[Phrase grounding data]
-- Opening Marker --

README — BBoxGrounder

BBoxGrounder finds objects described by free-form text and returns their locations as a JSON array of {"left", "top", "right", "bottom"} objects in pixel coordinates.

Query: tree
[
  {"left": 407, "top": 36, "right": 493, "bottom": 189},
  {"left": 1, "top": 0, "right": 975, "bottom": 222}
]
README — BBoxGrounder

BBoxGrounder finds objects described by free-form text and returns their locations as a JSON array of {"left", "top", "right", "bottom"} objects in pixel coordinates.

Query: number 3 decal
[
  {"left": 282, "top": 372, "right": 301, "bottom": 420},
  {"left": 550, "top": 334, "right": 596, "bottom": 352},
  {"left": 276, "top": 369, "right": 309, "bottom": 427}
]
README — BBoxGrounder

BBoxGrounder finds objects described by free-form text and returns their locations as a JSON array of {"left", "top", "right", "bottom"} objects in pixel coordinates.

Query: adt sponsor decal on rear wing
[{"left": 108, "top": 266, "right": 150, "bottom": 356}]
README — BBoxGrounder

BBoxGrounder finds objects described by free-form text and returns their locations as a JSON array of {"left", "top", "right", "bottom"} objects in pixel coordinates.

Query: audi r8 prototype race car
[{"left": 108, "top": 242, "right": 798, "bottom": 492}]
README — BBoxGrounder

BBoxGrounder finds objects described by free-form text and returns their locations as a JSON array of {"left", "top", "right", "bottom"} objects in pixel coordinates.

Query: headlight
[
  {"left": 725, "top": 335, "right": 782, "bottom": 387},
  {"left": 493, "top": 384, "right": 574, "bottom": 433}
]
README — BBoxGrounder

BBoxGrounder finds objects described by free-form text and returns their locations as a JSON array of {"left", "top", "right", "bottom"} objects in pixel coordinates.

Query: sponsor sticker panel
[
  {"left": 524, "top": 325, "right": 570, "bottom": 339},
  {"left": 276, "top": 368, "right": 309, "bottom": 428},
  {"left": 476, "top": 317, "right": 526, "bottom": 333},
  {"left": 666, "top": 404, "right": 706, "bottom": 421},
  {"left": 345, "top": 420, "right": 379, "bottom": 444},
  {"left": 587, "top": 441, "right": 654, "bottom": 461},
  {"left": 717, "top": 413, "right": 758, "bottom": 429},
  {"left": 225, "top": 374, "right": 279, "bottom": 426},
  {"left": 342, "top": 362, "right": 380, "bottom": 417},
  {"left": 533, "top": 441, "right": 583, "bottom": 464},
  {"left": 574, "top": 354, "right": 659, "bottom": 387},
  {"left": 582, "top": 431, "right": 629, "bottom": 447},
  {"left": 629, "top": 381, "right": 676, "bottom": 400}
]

-- Closing Marker --

_Work to be completed:_
Exactly as they appear above, write out all of the lines.

_Written response:_
README — BBoxGrounder

BBoxGrounder finds objects described by free-form text and returns their locations as a JSON array of {"left", "top", "right", "bottom"} objects in pixel coordinates.

Query: tree
[
  {"left": 407, "top": 36, "right": 493, "bottom": 189},
  {"left": 1, "top": 0, "right": 975, "bottom": 222}
]
README — BBoxGrounder

BBoxGrounder finds objects described by free-form text and returns their locations as a JSON array of {"left", "top", "right", "bottom"} objects in pixel coordinates.

Query: number 3 decal
[
  {"left": 282, "top": 372, "right": 301, "bottom": 420},
  {"left": 550, "top": 334, "right": 596, "bottom": 352},
  {"left": 276, "top": 369, "right": 309, "bottom": 427}
]
README — BBoxGrounder

BBoxGrounder finds objects described by free-form text and returns their locations as a JSON array of {"left", "top", "right", "bottom"} objects in pixel coordinates.

Query: adt sponsor decal on rear wing
[{"left": 108, "top": 266, "right": 150, "bottom": 356}]
README — BBoxGrounder

BBoxGrounder finds objects described by free-form text and returns their locations as a JSON array of {"left", "top", "right", "bottom"} objects in pixel coordinates.

Query: audi r8 prototype race car
[{"left": 108, "top": 242, "right": 798, "bottom": 492}]
README — BBoxGrounder

BBoxGrounder finds objects described by free-form text and returns their locations as a JSON array of {"left", "top", "right", "bottom"} objects in pixel coordinates.

Query: headlight
[
  {"left": 725, "top": 335, "right": 782, "bottom": 387},
  {"left": 493, "top": 384, "right": 574, "bottom": 433}
]
README — BBoxGrounder

BBoxGrounder finds objects described by free-form text and returns their locations as a JSON array of {"left", "top", "right", "bottom"} objects in pixel coordinates.

Query: sponsor sticker panel
[
  {"left": 524, "top": 325, "right": 570, "bottom": 339},
  {"left": 276, "top": 368, "right": 309, "bottom": 428},
  {"left": 476, "top": 317, "right": 526, "bottom": 333},
  {"left": 666, "top": 404, "right": 706, "bottom": 421},
  {"left": 345, "top": 420, "right": 379, "bottom": 444},
  {"left": 587, "top": 441, "right": 654, "bottom": 461},
  {"left": 717, "top": 413, "right": 758, "bottom": 429},
  {"left": 225, "top": 374, "right": 279, "bottom": 426},
  {"left": 342, "top": 362, "right": 380, "bottom": 417},
  {"left": 533, "top": 441, "right": 583, "bottom": 464},
  {"left": 574, "top": 354, "right": 659, "bottom": 387},
  {"left": 582, "top": 431, "right": 629, "bottom": 447},
  {"left": 629, "top": 381, "right": 676, "bottom": 400}
]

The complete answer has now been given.